TASK DIRECTIONS: Can you turn the records below into a JSON list of strings, one string per line and no blank lines, starting at the line that has "Question: In the picture above, for every instance of the wooden" and stopping after the line that has "[(15, 264), (52, 406), (117, 347), (288, 230)]"?

......

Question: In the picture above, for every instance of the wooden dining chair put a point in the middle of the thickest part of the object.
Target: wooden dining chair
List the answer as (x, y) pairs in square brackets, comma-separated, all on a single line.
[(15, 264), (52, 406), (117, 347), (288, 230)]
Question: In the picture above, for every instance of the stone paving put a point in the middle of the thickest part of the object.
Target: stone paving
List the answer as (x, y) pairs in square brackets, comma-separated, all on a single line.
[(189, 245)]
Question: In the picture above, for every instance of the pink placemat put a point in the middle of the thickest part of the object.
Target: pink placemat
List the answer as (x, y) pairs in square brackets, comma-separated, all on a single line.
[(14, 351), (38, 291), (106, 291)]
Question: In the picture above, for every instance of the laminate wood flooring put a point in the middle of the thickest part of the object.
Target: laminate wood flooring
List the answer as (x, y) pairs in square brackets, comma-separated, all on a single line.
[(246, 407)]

......

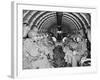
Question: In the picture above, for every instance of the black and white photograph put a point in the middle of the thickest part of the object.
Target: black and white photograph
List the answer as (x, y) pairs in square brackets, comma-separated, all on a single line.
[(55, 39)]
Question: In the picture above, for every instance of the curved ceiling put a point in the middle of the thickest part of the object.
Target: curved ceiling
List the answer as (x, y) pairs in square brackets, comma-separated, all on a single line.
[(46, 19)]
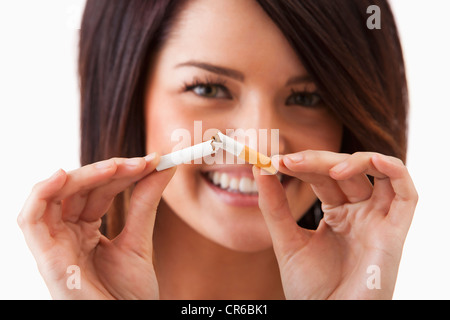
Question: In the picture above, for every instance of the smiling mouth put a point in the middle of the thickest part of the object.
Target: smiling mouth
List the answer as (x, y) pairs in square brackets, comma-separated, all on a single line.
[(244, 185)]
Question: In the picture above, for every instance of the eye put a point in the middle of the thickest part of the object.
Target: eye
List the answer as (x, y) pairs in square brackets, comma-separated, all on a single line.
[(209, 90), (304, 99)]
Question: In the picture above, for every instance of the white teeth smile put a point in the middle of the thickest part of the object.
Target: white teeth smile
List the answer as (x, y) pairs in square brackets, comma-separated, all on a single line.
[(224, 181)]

......

RESPONSE TO THIS TASK:
[
  "Question: In the picture above, for every instance of the wooden dining chair put a point in the middle of the thickest part of the object.",
  "Target: wooden dining chair",
  "List the answer as (x, y) pairs in square brackets, comma-separated, all on a single line.",
  "[(15, 264), (52, 406), (117, 347), (288, 230)]"
]